Work task A = According to the passage on NIH publications, how many copies of the Notification of Intent to Publish must be submitted when printing is not done in-house?
Work task B = Please transcribe the passage on NIH publications between "Except for printing" and "the Secretary, HHS.", inclusive.

Source passage =
-*-*-

Your package will be reviewed and returned with a signature indicating
that it is ready to take to print.
Except for printing done in-house, submit three (3) copies of a completed
Notification of Intent to Publish for the Superintendent of Documents,
U.S. Government Printing Office (GPO Form 3868, available at http://www.psc.gov/forms/GPO/ps3868.pdf)
to the NIH Editorial Operations Branch (Bldg. 31, Room 5B52).
New Periodicals. 44 U.S.C. 1108, as amended, prescribes the policies and procedures for funding government
periodicals (including journals, magazines, and similar publications), and assigns the OMB responsibility for approving the preparation and
release of periodicals. OMB has delegated the responsibility for approving all proposals for new HHS periodicals and all requests for
extending the life of existing HHS periodicals to the Secretary, HHS.
Established Periodicals: Approval by OCPL/OD/NIH is not required for each issue of an established
periodical. However, the Director of the originating IC or the Director’s designee is required to determine that each issue fulfills the objectives
originally set for the periodical and conforms to the standards set forth in this chapter.
Newsletter and Information Bulletins: A proposal for the establishment of a newsletter or similar
informational bulletin must be submitted to OCPL/OD/NIH for approval.

-*-*-

Extracted information =
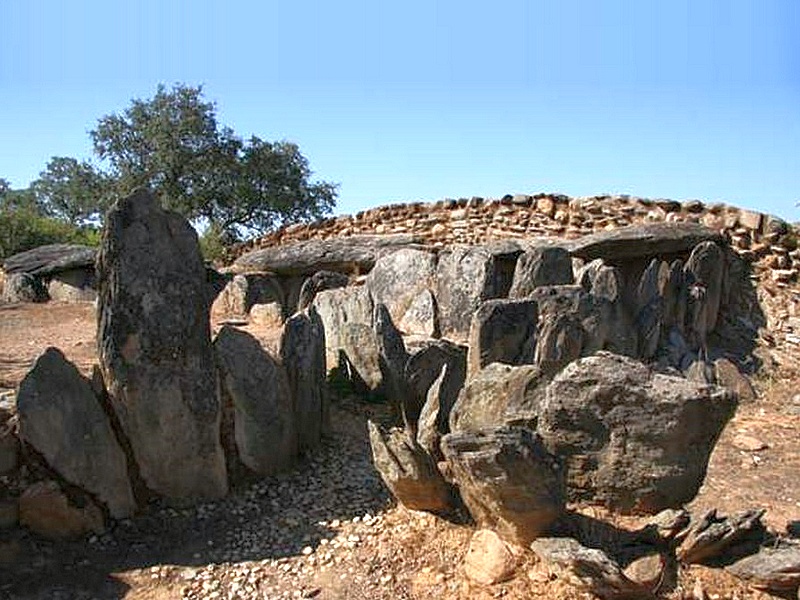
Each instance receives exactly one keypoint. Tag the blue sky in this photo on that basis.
(420, 100)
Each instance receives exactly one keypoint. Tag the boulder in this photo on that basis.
(547, 265)
(318, 282)
(256, 391)
(704, 274)
(154, 345)
(52, 258)
(643, 241)
(244, 291)
(73, 285)
(608, 416)
(302, 352)
(496, 395)
(347, 315)
(489, 560)
(420, 318)
(502, 331)
(466, 276)
(46, 510)
(62, 419)
(424, 365)
(23, 287)
(774, 569)
(354, 254)
(408, 471)
(589, 569)
(399, 277)
(507, 480)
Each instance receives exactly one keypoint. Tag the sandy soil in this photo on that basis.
(399, 554)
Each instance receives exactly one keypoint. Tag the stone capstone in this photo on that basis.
(62, 418)
(154, 345)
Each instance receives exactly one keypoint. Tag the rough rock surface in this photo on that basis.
(624, 429)
(23, 287)
(640, 241)
(302, 353)
(46, 510)
(408, 471)
(548, 265)
(507, 479)
(489, 560)
(399, 277)
(61, 417)
(356, 254)
(52, 258)
(154, 345)
(498, 394)
(502, 331)
(465, 277)
(256, 387)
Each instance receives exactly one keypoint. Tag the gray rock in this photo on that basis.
(392, 357)
(49, 259)
(60, 416)
(408, 471)
(499, 394)
(421, 317)
(502, 331)
(245, 291)
(424, 365)
(507, 479)
(354, 254)
(347, 315)
(643, 241)
(723, 540)
(318, 282)
(302, 351)
(23, 287)
(775, 569)
(466, 276)
(549, 265)
(154, 345)
(590, 569)
(608, 416)
(704, 273)
(256, 391)
(74, 285)
(399, 277)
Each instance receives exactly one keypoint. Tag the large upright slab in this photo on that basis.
(155, 350)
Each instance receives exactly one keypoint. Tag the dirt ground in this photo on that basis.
(368, 547)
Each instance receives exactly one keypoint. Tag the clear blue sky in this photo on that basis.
(420, 100)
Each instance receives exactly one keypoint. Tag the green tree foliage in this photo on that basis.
(24, 225)
(173, 144)
(72, 191)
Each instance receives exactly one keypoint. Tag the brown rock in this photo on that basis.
(489, 559)
(45, 510)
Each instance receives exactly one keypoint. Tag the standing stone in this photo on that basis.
(608, 416)
(302, 350)
(502, 331)
(408, 471)
(498, 394)
(704, 273)
(507, 479)
(421, 318)
(256, 387)
(398, 278)
(465, 277)
(61, 417)
(549, 265)
(154, 344)
(424, 366)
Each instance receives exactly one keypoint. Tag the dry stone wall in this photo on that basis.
(765, 241)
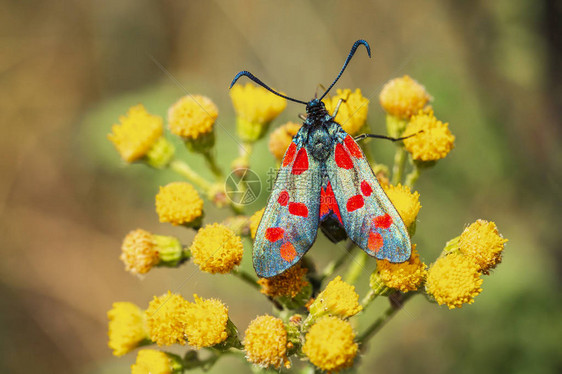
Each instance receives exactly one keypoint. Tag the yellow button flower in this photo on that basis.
(150, 361)
(453, 280)
(167, 319)
(352, 113)
(482, 242)
(192, 116)
(329, 344)
(179, 203)
(136, 133)
(255, 222)
(255, 108)
(405, 276)
(406, 203)
(281, 138)
(288, 283)
(127, 327)
(265, 342)
(139, 252)
(338, 298)
(432, 140)
(206, 322)
(403, 97)
(216, 249)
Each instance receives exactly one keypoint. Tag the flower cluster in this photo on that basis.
(314, 318)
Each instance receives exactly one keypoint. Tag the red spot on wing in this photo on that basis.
(375, 242)
(283, 198)
(301, 162)
(287, 252)
(353, 147)
(298, 209)
(290, 154)
(366, 188)
(383, 222)
(342, 158)
(273, 234)
(355, 202)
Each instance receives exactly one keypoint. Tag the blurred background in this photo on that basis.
(68, 69)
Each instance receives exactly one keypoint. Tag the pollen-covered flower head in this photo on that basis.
(405, 276)
(432, 140)
(329, 344)
(352, 113)
(216, 249)
(403, 97)
(281, 138)
(265, 342)
(139, 252)
(338, 298)
(482, 242)
(255, 108)
(406, 203)
(453, 280)
(151, 361)
(192, 116)
(179, 203)
(167, 318)
(289, 283)
(127, 327)
(206, 322)
(136, 133)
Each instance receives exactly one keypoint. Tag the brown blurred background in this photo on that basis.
(68, 69)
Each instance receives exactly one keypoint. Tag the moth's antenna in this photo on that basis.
(351, 53)
(252, 77)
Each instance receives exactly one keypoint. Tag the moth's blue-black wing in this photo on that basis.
(367, 214)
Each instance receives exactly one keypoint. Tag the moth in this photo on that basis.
(325, 180)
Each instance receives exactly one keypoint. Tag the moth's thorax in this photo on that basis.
(315, 112)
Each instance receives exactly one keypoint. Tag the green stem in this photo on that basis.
(356, 267)
(244, 276)
(387, 316)
(183, 169)
(413, 176)
(399, 162)
(212, 162)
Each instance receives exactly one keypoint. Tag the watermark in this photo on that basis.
(243, 186)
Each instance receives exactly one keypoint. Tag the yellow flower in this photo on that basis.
(192, 116)
(255, 108)
(167, 319)
(338, 298)
(265, 342)
(139, 252)
(482, 242)
(453, 280)
(406, 203)
(288, 283)
(179, 203)
(255, 222)
(136, 133)
(403, 97)
(329, 344)
(432, 140)
(127, 327)
(206, 322)
(352, 113)
(405, 276)
(150, 361)
(281, 138)
(217, 249)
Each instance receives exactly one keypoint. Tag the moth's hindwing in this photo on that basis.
(290, 221)
(368, 216)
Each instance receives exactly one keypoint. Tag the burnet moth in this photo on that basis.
(325, 180)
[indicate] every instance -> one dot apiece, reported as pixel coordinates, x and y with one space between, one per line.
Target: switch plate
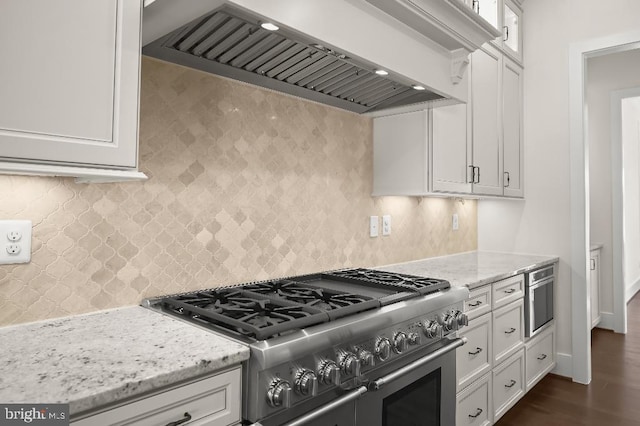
15 241
373 226
386 224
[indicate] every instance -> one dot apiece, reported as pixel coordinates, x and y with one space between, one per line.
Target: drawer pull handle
478 412
511 384
476 352
186 418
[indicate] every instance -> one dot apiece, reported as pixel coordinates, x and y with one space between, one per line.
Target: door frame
619 285
579 150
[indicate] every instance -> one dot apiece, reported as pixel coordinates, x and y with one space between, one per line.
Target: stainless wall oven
538 299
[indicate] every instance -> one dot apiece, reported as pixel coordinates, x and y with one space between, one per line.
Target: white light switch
386 224
373 226
15 241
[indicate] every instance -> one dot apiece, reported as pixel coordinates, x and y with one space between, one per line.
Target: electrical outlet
386 224
373 226
13 249
16 236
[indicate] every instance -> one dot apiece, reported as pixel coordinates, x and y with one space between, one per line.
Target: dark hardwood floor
611 399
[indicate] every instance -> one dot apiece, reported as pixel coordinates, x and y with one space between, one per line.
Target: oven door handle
379 383
312 415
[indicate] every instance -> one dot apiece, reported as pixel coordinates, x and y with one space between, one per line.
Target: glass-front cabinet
512 30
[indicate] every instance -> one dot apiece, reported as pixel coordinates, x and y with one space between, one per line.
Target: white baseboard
631 291
564 365
606 320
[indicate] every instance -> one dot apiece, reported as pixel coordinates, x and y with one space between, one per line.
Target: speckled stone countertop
95 359
473 269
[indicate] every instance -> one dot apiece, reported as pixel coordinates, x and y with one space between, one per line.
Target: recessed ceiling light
269 26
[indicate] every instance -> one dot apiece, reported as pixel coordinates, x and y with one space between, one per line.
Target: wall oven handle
379 383
312 415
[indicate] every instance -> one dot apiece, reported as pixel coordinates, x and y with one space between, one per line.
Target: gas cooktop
258 311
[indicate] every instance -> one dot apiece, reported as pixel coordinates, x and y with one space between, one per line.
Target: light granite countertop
473 269
96 359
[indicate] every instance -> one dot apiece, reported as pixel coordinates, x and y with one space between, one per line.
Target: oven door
539 304
420 393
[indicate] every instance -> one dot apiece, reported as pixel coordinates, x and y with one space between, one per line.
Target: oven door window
417 404
542 305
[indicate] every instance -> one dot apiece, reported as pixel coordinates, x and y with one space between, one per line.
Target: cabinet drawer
508 330
479 302
473 405
508 384
507 290
214 399
540 356
474 359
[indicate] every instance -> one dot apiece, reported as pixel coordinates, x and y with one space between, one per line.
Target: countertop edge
499 277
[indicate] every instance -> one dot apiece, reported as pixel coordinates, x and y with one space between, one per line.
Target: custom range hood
344 53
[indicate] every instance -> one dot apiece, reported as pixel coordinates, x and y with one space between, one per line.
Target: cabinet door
512 30
487 147
451 150
70 81
512 127
595 287
400 154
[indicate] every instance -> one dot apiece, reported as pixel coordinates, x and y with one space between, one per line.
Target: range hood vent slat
228 43
201 32
268 55
231 43
252 52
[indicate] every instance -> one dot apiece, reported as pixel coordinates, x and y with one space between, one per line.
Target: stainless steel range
348 347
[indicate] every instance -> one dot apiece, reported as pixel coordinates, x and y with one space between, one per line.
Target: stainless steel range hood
303 57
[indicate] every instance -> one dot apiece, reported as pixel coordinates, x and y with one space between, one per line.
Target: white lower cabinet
497 366
473 405
475 358
212 401
508 384
540 356
508 330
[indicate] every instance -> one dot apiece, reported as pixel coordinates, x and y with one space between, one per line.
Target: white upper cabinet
401 154
70 84
512 30
485 106
451 149
513 139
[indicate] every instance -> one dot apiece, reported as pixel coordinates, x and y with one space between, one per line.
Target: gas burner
411 282
298 292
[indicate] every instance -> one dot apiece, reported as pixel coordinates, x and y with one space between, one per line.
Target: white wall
605 74
542 224
631 191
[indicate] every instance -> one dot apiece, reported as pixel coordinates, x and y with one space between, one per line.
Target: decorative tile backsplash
244 184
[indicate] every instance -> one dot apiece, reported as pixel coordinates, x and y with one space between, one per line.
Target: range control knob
366 358
306 382
414 339
448 321
329 373
432 329
349 364
383 349
462 319
279 393
400 342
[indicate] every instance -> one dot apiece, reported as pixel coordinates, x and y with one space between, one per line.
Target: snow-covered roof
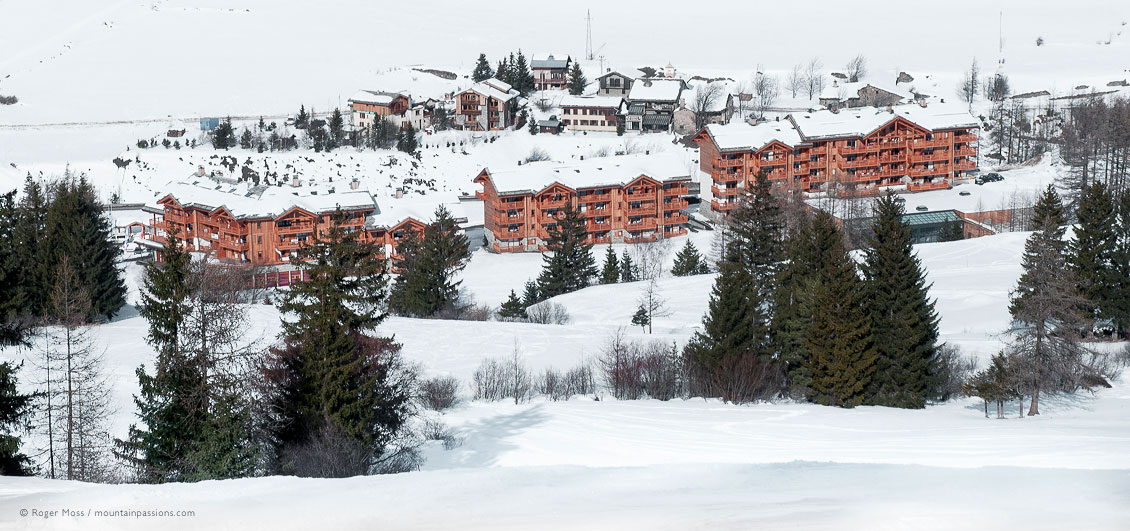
741 137
627 72
843 90
594 172
494 88
549 62
650 89
800 128
863 121
603 102
263 201
374 97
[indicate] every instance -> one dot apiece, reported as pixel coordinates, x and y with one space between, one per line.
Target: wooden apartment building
486 106
920 147
266 226
632 198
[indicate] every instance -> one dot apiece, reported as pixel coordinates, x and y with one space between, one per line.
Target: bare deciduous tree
706 96
857 68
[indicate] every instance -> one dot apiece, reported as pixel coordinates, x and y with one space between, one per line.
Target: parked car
989 177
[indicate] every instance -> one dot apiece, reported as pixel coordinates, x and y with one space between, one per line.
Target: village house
365 105
617 83
850 95
920 147
266 226
486 106
550 74
632 198
590 113
720 111
651 104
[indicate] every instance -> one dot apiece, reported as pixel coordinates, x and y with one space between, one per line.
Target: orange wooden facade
266 241
641 210
900 153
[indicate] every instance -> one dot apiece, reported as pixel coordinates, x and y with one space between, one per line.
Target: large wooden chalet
914 146
550 74
633 198
486 106
366 105
266 226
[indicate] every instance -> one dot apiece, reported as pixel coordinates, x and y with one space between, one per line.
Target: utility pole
588 34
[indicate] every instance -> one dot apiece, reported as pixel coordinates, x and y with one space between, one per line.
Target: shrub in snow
439 393
536 155
547 313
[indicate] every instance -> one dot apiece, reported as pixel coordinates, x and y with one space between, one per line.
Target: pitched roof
602 102
493 88
374 97
549 62
591 173
650 89
800 128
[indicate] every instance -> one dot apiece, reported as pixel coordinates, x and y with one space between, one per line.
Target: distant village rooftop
592 173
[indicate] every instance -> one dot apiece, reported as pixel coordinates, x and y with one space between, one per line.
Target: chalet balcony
644 224
861 163
721 206
859 149
676 205
640 196
963 165
728 163
679 190
965 151
939 184
641 238
723 192
675 218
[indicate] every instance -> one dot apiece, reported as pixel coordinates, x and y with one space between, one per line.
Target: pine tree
15 412
576 81
903 318
512 310
329 377
170 406
841 353
337 130
1045 303
426 284
77 227
641 319
530 295
610 273
523 80
481 69
224 136
1091 251
627 269
302 121
1119 298
407 139
687 261
570 264
792 310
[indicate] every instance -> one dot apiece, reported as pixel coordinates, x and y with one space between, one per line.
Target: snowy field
93 78
678 464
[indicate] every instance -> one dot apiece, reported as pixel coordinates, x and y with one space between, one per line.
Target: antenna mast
588 34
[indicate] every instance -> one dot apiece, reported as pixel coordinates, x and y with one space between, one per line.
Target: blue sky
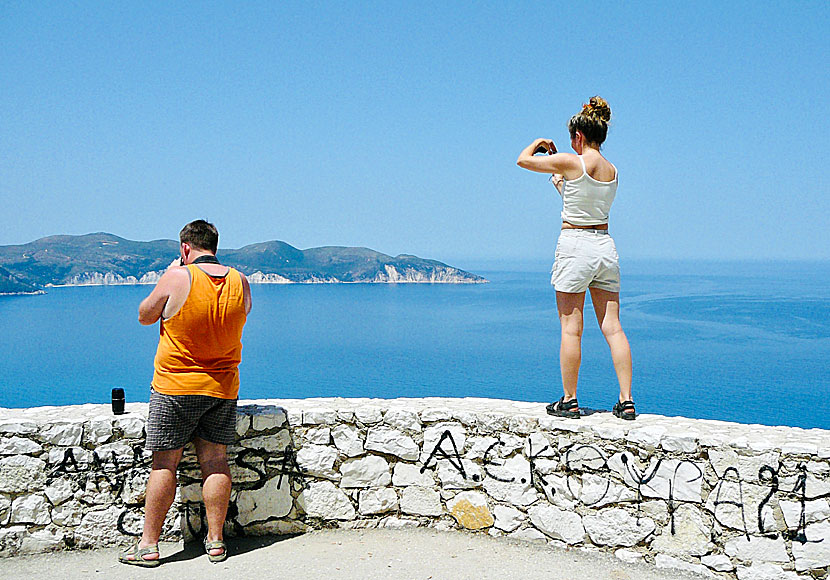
396 126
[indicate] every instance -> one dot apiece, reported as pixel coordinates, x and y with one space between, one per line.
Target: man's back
200 344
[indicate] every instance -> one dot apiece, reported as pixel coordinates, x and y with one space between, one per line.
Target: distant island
106 259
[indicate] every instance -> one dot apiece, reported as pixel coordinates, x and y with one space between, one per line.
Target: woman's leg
607 308
570 307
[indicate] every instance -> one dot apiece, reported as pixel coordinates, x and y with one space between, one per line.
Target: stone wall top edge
703 429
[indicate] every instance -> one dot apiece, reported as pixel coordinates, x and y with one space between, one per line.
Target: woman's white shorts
585 259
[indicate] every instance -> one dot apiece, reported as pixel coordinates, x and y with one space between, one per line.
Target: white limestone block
64 455
30 509
479 446
18 446
815 553
757 549
377 501
597 491
369 471
10 427
558 524
276 442
718 562
648 436
99 528
452 478
528 535
21 473
629 556
391 441
748 467
60 490
268 417
508 518
683 479
114 454
795 447
319 417
395 523
692 534
368 415
243 423
48 539
421 501
672 563
5 508
347 439
814 511
434 433
523 424
98 430
403 420
492 422
63 434
406 474
318 460
270 501
135 486
346 415
68 514
468 418
766 572
435 414
513 484
324 500
610 432
682 442
132 426
318 435
736 505
617 527
294 416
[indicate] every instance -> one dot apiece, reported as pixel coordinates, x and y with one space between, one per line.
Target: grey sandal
135 556
216 545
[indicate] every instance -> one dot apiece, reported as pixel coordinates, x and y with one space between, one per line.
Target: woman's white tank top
586 201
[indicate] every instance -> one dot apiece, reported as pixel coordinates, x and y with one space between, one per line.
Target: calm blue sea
746 342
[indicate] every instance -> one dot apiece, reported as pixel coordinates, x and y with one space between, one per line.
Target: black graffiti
739 504
767 475
601 468
486 461
100 469
289 467
453 456
537 479
122 528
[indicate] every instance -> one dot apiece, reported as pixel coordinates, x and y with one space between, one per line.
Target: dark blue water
743 342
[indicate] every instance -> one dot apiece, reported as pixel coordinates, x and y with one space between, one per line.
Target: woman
586 257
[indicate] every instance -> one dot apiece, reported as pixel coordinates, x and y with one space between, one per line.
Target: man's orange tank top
200 346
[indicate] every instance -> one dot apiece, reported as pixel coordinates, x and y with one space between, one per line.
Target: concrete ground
411 554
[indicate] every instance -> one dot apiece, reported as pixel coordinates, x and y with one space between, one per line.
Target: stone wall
722 499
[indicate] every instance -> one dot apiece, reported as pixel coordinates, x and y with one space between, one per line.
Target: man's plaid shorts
174 420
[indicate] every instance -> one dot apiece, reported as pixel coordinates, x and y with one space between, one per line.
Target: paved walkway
412 554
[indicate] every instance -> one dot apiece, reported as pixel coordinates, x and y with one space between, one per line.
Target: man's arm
174 281
246 293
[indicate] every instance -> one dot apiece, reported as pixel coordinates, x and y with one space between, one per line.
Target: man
202 306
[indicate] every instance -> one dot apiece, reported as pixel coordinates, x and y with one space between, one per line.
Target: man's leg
161 491
216 486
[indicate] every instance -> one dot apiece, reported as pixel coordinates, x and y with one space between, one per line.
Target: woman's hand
546 144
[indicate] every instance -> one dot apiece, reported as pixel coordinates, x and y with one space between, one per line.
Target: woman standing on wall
586 257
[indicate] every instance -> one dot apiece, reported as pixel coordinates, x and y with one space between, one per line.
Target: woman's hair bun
597 108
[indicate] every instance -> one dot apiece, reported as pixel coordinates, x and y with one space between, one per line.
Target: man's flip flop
216 545
135 556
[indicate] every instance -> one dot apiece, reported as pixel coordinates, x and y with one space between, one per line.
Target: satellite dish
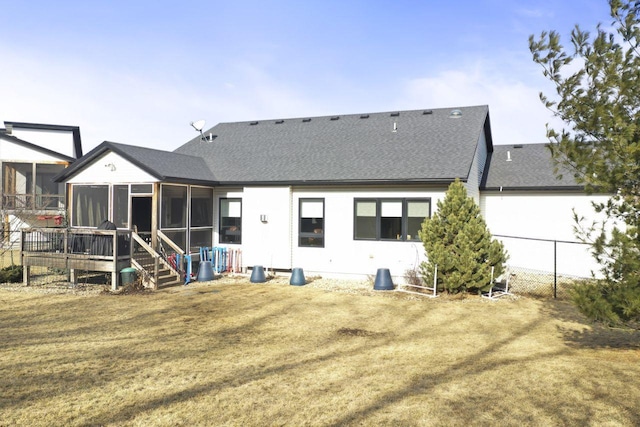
198 125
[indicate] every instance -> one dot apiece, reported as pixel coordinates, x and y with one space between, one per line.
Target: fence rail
547 268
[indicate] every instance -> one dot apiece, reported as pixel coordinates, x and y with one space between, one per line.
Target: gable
524 167
64 140
113 168
422 146
15 150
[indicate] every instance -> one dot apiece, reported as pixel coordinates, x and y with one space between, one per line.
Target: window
311 228
121 206
230 221
174 206
390 219
201 218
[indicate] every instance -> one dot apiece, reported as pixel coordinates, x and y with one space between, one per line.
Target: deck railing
44 202
74 249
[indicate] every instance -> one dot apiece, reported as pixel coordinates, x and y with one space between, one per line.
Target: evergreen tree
457 240
598 99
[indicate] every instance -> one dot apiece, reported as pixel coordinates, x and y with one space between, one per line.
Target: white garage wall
541 216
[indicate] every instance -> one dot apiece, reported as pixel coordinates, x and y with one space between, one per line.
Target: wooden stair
144 260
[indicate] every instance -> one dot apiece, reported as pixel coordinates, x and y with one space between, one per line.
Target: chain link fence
545 268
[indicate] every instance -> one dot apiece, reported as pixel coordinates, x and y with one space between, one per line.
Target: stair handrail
183 260
163 237
156 258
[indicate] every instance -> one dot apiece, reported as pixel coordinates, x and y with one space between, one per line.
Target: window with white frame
390 219
311 225
230 221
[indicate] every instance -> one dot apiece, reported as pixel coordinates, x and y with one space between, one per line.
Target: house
339 196
31 154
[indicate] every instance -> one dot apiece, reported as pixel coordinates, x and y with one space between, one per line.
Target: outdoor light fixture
199 125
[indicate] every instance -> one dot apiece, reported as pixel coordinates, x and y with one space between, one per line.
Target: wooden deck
76 249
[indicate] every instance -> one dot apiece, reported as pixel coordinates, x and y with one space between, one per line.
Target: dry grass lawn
235 353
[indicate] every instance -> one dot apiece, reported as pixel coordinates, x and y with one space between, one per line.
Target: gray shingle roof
164 165
35 147
427 146
524 167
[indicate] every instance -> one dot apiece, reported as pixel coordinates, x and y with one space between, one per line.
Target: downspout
291 225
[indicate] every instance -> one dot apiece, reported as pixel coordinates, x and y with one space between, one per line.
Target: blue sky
138 72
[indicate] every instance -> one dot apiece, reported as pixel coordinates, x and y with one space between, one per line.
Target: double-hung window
390 219
311 227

-*-*-

Response A = Three copies.

Response B =
Except for printing done in-house, submit three (3) copies of a completed
Notification of Intent to Publish for the Superintendent of Documents,
U.S. Government Printing Office (GPO Form 3868, available at http://www.psc.gov/forms/GPO/ps3868.pdf)
to the NIH Editorial Operations Branch (Bldg. 31, Room 5B52).
New Periodicals. 44 U.S.C. 1108, as amended, prescribes the policies and procedures for funding government
periodicals (including journals, magazines, and similar publications), and assigns the OMB responsibility for approving the preparation and
release of periodicals. OMB has delegated the responsibility for approving all proposals for new HHS periodicals and all requests for
extending the life of existing HHS periodicals to the Secretary, HHS.